**Source material:**
**********
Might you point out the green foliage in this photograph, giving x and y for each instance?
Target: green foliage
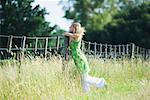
(44, 79)
(131, 25)
(21, 18)
(113, 21)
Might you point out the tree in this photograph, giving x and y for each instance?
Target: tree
(131, 25)
(20, 18)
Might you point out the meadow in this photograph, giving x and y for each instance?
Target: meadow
(40, 79)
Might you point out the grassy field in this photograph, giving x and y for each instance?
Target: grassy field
(38, 79)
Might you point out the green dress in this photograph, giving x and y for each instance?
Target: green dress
(79, 57)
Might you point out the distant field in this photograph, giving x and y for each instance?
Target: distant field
(38, 79)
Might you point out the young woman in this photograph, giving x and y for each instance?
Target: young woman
(75, 36)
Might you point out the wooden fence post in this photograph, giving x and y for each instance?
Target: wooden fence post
(66, 51)
(57, 43)
(23, 47)
(105, 50)
(89, 44)
(95, 50)
(137, 51)
(127, 49)
(119, 49)
(115, 50)
(111, 51)
(82, 45)
(23, 44)
(46, 44)
(132, 50)
(123, 47)
(36, 44)
(100, 50)
(10, 43)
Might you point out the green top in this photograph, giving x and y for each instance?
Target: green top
(79, 57)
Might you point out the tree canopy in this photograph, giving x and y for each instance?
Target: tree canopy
(21, 18)
(112, 21)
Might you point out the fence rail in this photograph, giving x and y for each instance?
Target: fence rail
(59, 44)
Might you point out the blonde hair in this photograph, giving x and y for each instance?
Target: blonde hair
(78, 28)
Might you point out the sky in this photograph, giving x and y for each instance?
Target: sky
(55, 11)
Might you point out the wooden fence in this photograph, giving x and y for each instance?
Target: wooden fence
(48, 45)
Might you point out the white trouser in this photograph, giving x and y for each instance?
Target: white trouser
(89, 80)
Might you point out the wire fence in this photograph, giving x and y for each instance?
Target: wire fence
(47, 46)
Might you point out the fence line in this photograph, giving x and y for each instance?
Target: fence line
(96, 50)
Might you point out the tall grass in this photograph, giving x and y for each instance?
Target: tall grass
(127, 79)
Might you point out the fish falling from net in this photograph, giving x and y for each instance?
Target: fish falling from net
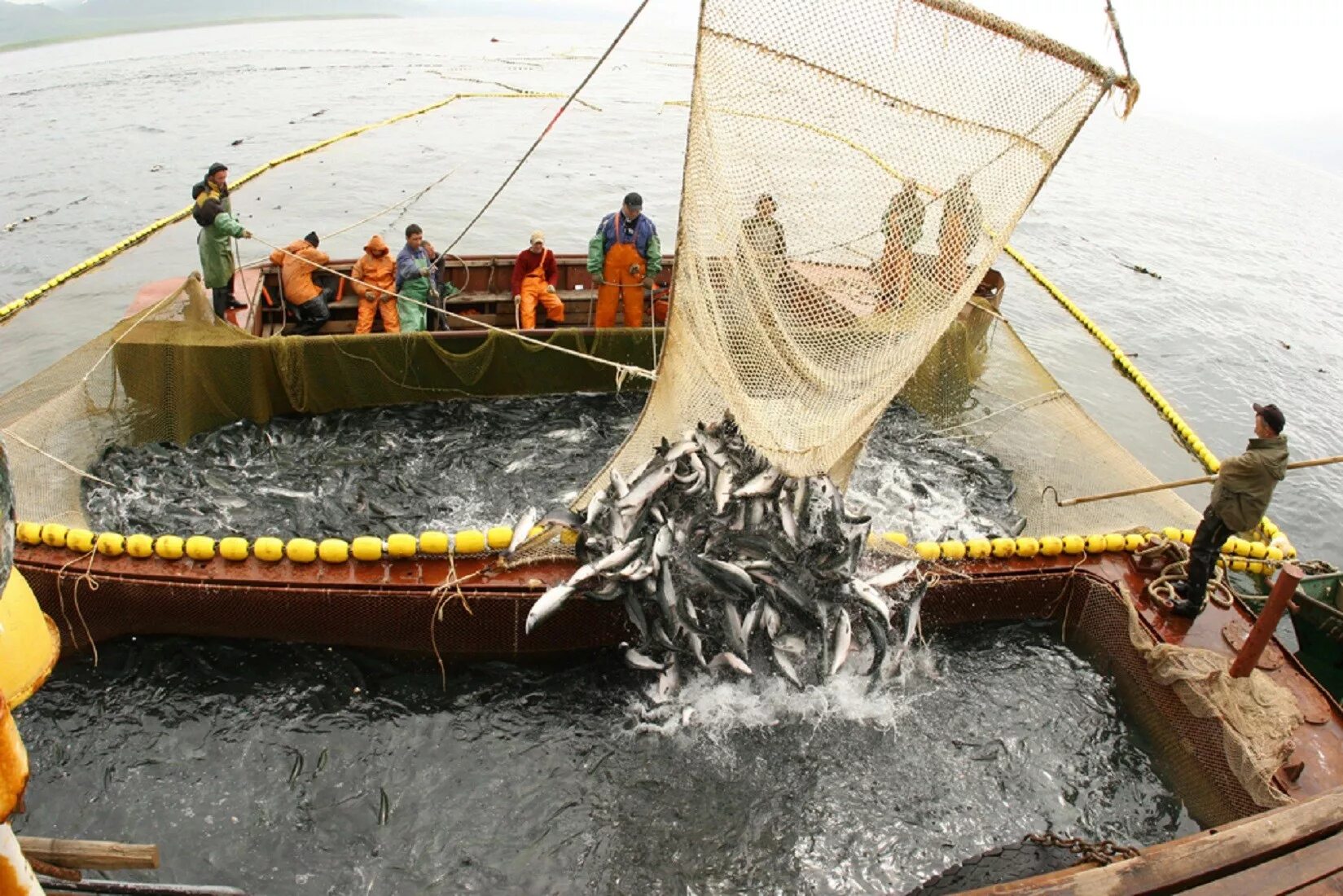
(726, 563)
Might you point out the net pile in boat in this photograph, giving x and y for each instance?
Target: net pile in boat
(852, 169)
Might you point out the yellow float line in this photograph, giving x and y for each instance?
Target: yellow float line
(116, 248)
(476, 542)
(1183, 430)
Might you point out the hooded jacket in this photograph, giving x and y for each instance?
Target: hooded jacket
(297, 273)
(378, 268)
(1245, 482)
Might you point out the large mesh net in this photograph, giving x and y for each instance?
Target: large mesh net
(900, 143)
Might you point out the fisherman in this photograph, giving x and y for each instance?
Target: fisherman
(902, 227)
(415, 275)
(535, 275)
(305, 297)
(213, 210)
(623, 258)
(375, 279)
(1240, 498)
(962, 222)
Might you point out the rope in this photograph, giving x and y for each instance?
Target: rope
(621, 370)
(31, 297)
(1128, 84)
(548, 126)
(1183, 432)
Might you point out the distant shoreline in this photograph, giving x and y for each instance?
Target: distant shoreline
(151, 29)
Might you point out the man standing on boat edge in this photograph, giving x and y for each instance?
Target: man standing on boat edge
(623, 258)
(1240, 498)
(535, 275)
(213, 210)
(415, 279)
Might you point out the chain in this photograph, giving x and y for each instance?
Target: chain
(1102, 852)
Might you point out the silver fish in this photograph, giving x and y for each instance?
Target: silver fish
(732, 661)
(645, 490)
(669, 681)
(523, 531)
(844, 639)
(911, 624)
(637, 660)
(620, 556)
(732, 625)
(788, 668)
(595, 507)
(759, 485)
(722, 488)
(546, 604)
(872, 598)
(893, 575)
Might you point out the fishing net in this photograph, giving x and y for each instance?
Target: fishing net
(852, 169)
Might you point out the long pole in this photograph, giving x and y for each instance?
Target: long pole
(1278, 600)
(1177, 484)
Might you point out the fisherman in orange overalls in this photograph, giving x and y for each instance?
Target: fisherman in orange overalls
(535, 275)
(623, 258)
(376, 288)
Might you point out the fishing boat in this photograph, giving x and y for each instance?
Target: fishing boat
(1249, 739)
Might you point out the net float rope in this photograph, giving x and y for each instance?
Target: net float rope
(1240, 554)
(10, 310)
(1178, 424)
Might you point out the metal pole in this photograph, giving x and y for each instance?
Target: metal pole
(1254, 643)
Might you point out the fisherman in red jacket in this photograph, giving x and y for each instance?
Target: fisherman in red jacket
(535, 275)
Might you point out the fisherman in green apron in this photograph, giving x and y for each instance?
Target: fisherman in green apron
(415, 287)
(213, 210)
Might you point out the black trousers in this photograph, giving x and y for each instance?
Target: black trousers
(1209, 538)
(223, 297)
(314, 314)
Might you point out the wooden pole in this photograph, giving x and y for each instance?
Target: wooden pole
(1254, 643)
(1178, 484)
(90, 854)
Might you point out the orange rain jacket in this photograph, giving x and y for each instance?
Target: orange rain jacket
(297, 273)
(378, 268)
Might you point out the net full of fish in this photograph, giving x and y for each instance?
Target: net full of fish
(724, 563)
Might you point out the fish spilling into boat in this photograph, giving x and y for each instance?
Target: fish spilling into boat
(726, 563)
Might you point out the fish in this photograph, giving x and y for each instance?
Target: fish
(893, 575)
(637, 660)
(844, 639)
(523, 531)
(911, 622)
(546, 604)
(731, 661)
(786, 666)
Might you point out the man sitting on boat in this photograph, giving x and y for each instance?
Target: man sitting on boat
(1240, 498)
(375, 275)
(535, 275)
(415, 279)
(213, 211)
(306, 298)
(623, 258)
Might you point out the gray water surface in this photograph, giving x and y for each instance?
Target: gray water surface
(264, 766)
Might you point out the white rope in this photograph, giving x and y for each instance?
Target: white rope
(53, 457)
(622, 370)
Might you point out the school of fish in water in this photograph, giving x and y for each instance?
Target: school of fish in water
(726, 564)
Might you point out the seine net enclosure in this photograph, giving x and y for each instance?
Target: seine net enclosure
(902, 141)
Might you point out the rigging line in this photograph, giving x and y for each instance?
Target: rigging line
(622, 370)
(548, 126)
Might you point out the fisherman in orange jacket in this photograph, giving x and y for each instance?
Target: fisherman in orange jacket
(535, 275)
(376, 287)
(306, 298)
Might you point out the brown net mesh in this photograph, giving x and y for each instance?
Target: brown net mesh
**********
**Work instructions:** Exactly the lines from the one containing "Target: white rope" to the final line of the data, both included, should be printed, and nothing more.

**Task result:**
Target: white rope
(53, 457)
(622, 370)
Might you point out the school of fish in water in this photograph, giving x and y for each instance?
Target: school of fish in water
(726, 564)
Might you point out the seine net enclosure in this photograph, giving x and y for each instance?
Target: seine net enclosure
(902, 141)
Might you point out the rigging line in this photograph, giving x and y for each instance?
Target: rigging line
(622, 370)
(548, 126)
Might you point out the fisherman in orange jacket in this photograph, giving x and y for each instance?
Target: fisherman in orange jacket
(535, 275)
(376, 287)
(306, 298)
Might you point out the brown net mesh in this photograph, giving x and y for each instance?
Target: brown net mesh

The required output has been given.